■ Records for the exercise ■
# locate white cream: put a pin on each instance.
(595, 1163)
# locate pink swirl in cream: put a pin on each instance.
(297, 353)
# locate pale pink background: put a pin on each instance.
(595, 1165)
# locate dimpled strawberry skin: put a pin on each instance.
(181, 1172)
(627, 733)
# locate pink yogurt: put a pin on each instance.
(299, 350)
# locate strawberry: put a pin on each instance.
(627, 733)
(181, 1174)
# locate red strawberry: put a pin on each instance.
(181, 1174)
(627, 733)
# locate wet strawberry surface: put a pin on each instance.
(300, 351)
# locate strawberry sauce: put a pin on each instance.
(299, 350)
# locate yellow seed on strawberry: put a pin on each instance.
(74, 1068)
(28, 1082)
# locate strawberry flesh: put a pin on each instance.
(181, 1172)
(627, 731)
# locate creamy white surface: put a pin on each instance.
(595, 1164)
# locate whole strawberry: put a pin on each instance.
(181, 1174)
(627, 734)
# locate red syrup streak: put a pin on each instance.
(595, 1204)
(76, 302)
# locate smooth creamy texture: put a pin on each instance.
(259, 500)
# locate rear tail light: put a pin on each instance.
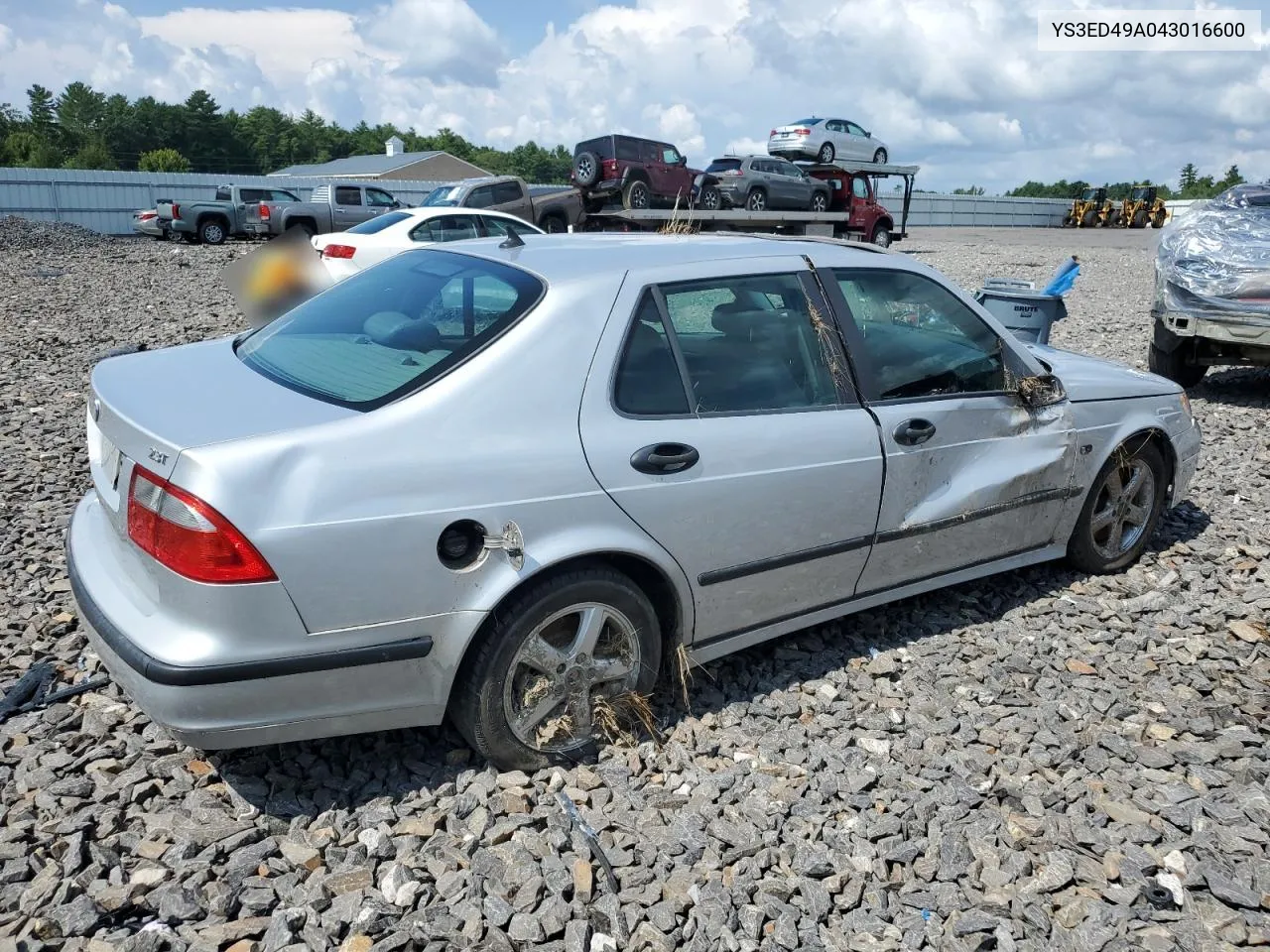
(186, 535)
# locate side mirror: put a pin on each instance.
(1044, 390)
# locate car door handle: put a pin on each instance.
(910, 433)
(665, 457)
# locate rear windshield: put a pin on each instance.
(377, 223)
(390, 329)
(602, 146)
(444, 195)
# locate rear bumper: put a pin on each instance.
(244, 702)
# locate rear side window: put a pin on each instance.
(377, 223)
(507, 191)
(391, 329)
(749, 344)
(634, 150)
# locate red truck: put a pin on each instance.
(852, 193)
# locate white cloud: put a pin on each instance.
(953, 85)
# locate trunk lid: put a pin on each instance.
(148, 408)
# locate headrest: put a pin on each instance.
(748, 322)
(403, 333)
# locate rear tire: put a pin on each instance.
(1123, 507)
(489, 690)
(636, 195)
(585, 169)
(1175, 366)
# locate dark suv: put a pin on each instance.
(642, 171)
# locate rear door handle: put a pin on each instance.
(910, 433)
(665, 458)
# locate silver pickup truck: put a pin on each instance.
(329, 208)
(550, 211)
(213, 221)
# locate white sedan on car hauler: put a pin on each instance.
(345, 253)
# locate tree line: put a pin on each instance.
(1191, 184)
(85, 128)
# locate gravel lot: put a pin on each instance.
(1012, 765)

■ Given exercise ■
Print all of the material above word for word, leaving out the picture.

■ Task output ■
# locate white cream: put a pin on each instance.
(595, 1163)
# locate pink swirl in cream: put a pin on each instance.
(297, 353)
# locate pale pink background: put a pin on each instance.
(595, 1165)
# locate dimpled strawberry skin: put a pin on each instance.
(181, 1172)
(627, 733)
# locate pink yogurt: put a pin on each instance.
(299, 350)
# locate strawberry: put a pin on each instance.
(627, 733)
(181, 1174)
# locate red strawberry: put a pin on each instance.
(181, 1174)
(627, 733)
# locate wet strawberry surface: put a pin on each instance.
(300, 351)
# locate strawberry sauce: put a pin on each instance.
(299, 350)
# locate yellow seed on strawberry: put a pin on each instance.
(74, 1068)
(28, 1082)
# locate strawberry flesh: put a pin on each instance.
(181, 1172)
(627, 731)
# locate creamy white surface: put a pin on each instance.
(595, 1164)
# locate whole strawberry: put a pin on each instance.
(181, 1174)
(627, 734)
# locate red syrup streak: put a pin on each instance.
(595, 1204)
(76, 302)
# locate smooth creamy texture: put a pin on each instance.
(259, 500)
# locate rear tail light: put a pin on each instance.
(186, 535)
# locate side mirror: put a pin on each instance.
(1044, 390)
# locate car door handle: put a pin on each instance.
(910, 433)
(665, 457)
# locate rear windshield: put a pin on each instance.
(377, 223)
(390, 329)
(602, 146)
(444, 195)
# locate rear bumper: put a pin on each instance.
(244, 702)
# locate rear side window: put a pin on each instance.
(377, 223)
(507, 191)
(391, 329)
(749, 344)
(634, 150)
# locate red truck: put a pin on each instance.
(852, 193)
# locate white cloud: put a pin on each instance.
(953, 85)
# locate trunk lid: put a pin on each instance.
(148, 408)
# locate headrest: put a pin on each instance.
(748, 322)
(403, 333)
# locate rear tire: put a pin on each instance.
(1123, 507)
(489, 690)
(636, 195)
(585, 169)
(1175, 366)
# locate dark suv: put a pin on each instance.
(642, 171)
# locate rear door handle: put a pin on each instance.
(910, 433)
(665, 458)
# locate silver pickup truck: put a pin on each instance.
(329, 208)
(550, 211)
(213, 221)
# locate white sedan on car hauler: put a pin on each instance.
(345, 253)
# locate tree line: put a pin on each instance.
(1191, 184)
(85, 128)
# locate gravel lot: put a pin on each instance.
(1012, 765)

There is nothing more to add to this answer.